Activity 1:
From the text on hip replacement complications, reproduce verbatim the part that opens with the words containing "Chronic pain - The" and closes with "even after investigation.".
Activity 2:
In the text on hip replacement complications, what is the approximate overall risk of dislocating a hip replacement?

Exercise passage:
=-=-=
Nerve injury - A nerve injury after surgery could affect the movement of the foot. Luckily, this significant complication is extremely rare. If it does occur, it will generally be observed. Nerve function generally returns, but it can take several months. A permanent nerve injury is quite rare.It is quite common to notice numbness around the incision after surgery. It does get better with time but can there can sometimes be a small area of sensation change permanently.
Dislocation - A total hip replacement is not as stable as a native hip and there is a risk of dislocation albeit small. The risk of dislocating the hip after surgery decreases with time for the first several months. During this time there will be certain movements and positions you will not be allowed to make. For example, a deep hip bend or crossing your legs. You will also be encouraged to not sit in a low chair because this position can risk a dislocation until the tissues are healed. The overall risk of dislocating your hip replacement is approximately 1-2%. Most often it can be popped back in without further issues. Occasionally if the hip dislocates more than once, another surgery is required to stabilize it.
Limp - With modern hip replacements it is unusual to have a permanent limp after surgery. It is common to limp for the first 2-4 months after surgery as the tissues heal. Rarely, the limp persists and can be permanent.
Leg length discrepancy - Your surgeon uses preoperative templating and intraoperative measurements to make sure your leg length is reproduced as accurately as possible. Sometimes, after surgery patients feel their legs are of different lengths. Usually this feeling gets better over time. A length different of up to 1 cm is normal but the difference is usually less than that. Sometimes during surgery the surgeon has to increase or decrease your leg length a bit to ensure adequate stability of your new hip. Less than 5% of patients have a leg length difference that bothers them enough that they require a shoe lift.
Loosening - The total hip replacement prosthesis has a limited lifespan. The surgeon generally expects the prosthesis to last 20 to greater than 25 years. However, there is no guarantee how long the prosthesis will last. Sometimes, the prosthesis will fail or loosen early so it is important to obtain periodic radiographs.
Blood clots - Blood clots can occur after a total hip arthroplasty. They can be very serious, particularly if they travel to the lung (pulmonary embolism). The best way to prevent them is to move around as much as possible after surgery. You will also receive medications to help prevent blood clots. These medications can be injected daily and there are others that can be taken orally. After a hip replacement, you will likely receive medications to prevent blood clots for approximately two weeks after surgery.It is normal to experience swelling in the leg after surgery. This should gradually improve as time goes on. If the swelling seems excessive or continues to worsen after surgery, you should be investigated for the presence of a blood clot. An ultrasound of the limb is done to look for a blood clot.If you develop any chest pain or shortness of breath after surgery, this could be related to a blood clot that has gone to your lung. This constitutes an emergency and should be investigated right away. You should go to your local emergency department immediately if this occurs.
Chronic pain - The vast majority of patients improve drastically after surgery and are very happy with the results. Occasionally, the hip continues to hurt after surgery. This is very rare and can be caused by things like failure of the implants to heal to the body, a low grade infection, a metal allergy or other rare conditions. Sometimes, the pain cannot be explained even after investigation.
=-=-=
The data:
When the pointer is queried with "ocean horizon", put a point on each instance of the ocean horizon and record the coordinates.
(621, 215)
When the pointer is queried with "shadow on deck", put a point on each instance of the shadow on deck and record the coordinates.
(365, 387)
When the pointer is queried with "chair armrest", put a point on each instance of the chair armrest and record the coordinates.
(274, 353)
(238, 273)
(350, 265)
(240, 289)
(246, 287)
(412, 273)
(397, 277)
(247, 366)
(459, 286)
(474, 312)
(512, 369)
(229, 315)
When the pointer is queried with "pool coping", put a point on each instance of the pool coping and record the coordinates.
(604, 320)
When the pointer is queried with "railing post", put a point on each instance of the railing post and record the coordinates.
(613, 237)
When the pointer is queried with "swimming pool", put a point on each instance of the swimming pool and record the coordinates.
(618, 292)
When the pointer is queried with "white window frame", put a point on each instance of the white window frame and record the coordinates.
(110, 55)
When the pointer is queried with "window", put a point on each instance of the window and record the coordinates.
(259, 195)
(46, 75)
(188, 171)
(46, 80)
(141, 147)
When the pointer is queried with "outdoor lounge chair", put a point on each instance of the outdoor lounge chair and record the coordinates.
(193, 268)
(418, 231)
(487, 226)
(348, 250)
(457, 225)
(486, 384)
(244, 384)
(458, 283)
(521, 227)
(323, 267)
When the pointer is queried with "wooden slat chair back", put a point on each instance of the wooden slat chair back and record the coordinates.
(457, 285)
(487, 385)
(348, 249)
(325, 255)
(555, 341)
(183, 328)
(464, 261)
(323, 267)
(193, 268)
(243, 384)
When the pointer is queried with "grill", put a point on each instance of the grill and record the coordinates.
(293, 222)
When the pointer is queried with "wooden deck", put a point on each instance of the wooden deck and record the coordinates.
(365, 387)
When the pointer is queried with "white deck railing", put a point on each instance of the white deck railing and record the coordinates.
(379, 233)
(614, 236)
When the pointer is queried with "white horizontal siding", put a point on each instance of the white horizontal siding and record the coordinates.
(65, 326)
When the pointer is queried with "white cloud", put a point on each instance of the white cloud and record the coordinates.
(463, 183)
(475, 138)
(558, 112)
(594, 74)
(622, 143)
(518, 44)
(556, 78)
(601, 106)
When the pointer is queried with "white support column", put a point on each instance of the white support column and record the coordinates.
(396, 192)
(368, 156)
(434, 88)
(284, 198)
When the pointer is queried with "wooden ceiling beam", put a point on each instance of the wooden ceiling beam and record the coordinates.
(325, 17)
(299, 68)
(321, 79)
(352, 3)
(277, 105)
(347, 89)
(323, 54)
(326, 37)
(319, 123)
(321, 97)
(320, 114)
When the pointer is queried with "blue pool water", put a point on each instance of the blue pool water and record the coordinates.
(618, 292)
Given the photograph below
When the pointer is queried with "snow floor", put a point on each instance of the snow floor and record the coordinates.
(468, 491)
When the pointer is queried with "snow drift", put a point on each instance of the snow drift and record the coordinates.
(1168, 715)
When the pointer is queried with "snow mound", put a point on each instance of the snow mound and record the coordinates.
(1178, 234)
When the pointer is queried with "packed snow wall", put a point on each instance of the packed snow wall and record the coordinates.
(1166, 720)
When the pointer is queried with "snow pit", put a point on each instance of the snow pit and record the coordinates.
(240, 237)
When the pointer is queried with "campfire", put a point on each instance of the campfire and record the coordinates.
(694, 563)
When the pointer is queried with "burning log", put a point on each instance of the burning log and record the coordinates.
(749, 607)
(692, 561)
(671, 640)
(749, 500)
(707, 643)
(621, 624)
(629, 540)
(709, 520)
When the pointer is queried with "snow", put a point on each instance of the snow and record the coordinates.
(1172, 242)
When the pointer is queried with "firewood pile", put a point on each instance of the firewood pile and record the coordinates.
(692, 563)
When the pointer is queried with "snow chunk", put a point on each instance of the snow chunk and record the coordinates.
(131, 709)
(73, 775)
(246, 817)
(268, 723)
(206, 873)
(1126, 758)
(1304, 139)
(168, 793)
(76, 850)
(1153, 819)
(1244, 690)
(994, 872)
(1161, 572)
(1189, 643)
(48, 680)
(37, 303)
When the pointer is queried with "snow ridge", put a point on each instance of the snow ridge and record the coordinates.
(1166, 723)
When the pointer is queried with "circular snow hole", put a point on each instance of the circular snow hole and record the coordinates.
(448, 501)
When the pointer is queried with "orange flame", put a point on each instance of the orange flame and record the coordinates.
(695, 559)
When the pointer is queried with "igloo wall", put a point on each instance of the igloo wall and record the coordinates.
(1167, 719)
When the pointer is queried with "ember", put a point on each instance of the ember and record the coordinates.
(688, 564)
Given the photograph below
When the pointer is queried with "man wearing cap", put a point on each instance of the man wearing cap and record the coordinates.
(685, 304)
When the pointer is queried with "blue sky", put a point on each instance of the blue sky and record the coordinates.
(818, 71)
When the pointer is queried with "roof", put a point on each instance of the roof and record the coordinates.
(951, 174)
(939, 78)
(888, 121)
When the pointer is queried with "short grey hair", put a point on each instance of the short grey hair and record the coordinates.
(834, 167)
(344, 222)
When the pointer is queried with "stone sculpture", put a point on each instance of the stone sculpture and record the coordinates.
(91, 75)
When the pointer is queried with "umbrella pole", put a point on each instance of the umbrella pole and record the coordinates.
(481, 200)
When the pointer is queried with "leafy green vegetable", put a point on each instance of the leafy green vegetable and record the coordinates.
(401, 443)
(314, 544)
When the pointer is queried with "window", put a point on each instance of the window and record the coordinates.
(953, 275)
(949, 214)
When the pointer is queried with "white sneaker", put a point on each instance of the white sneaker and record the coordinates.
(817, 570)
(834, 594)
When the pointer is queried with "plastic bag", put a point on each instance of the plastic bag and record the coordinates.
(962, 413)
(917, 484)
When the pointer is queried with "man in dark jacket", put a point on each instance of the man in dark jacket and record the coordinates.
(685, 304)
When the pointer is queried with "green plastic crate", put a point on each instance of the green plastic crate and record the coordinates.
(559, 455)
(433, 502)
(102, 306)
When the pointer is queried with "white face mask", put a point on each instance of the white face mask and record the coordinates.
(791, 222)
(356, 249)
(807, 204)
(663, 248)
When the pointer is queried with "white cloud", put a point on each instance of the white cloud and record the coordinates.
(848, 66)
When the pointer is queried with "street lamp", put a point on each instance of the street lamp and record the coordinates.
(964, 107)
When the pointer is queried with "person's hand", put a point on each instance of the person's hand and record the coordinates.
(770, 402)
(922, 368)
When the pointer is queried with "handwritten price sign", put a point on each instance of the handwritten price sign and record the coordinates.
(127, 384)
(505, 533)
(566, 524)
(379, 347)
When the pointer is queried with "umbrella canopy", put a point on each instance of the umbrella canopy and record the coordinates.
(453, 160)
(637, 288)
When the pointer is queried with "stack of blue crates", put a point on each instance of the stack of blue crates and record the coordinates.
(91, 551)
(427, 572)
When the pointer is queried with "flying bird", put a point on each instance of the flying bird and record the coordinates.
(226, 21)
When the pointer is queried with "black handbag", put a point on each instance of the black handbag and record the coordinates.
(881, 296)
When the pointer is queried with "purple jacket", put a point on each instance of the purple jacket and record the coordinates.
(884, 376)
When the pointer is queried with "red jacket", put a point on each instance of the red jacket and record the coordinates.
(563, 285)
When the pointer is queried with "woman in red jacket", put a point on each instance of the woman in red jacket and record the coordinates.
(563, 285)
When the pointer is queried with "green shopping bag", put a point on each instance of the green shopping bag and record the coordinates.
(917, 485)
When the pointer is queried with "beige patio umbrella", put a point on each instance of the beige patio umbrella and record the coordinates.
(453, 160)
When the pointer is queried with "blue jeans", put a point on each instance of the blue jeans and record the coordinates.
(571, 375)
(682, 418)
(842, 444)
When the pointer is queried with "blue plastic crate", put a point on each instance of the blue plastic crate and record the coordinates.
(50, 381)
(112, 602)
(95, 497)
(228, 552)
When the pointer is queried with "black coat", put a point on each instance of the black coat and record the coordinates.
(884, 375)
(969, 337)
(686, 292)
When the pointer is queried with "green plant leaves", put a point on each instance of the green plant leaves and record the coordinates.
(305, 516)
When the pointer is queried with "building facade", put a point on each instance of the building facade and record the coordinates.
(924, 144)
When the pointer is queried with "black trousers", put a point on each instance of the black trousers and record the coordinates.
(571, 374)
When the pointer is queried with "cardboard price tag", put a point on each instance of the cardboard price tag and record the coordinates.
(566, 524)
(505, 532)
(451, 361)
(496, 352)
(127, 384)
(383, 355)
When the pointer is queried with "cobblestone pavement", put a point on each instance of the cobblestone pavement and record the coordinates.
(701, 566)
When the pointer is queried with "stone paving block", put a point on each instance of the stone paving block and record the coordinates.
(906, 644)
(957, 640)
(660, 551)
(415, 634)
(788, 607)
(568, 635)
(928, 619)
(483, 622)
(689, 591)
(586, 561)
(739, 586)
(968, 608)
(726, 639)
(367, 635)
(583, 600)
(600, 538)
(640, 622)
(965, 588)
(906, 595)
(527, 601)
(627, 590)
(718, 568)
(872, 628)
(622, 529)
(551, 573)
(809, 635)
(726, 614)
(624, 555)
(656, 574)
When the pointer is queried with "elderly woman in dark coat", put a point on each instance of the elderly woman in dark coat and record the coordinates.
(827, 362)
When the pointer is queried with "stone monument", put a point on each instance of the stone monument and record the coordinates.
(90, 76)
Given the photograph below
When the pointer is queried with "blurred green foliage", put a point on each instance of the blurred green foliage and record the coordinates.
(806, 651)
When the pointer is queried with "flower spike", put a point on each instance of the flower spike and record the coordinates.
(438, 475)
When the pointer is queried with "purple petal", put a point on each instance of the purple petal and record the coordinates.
=-=-=
Problem solution 1:
Chronic pain - The vast majority of patients improve drastically after surgery and are very happy with the results. Occasionally, the hip continues to hurt after surgery. This is very rare and can be caused by things like failure of the implants to heal to the body, a low grade infection, a metal allergy or other rare conditions. Sometimes, the pain cannot be explained even after investigation.

Problem solution 2:
Approximately 1-2%.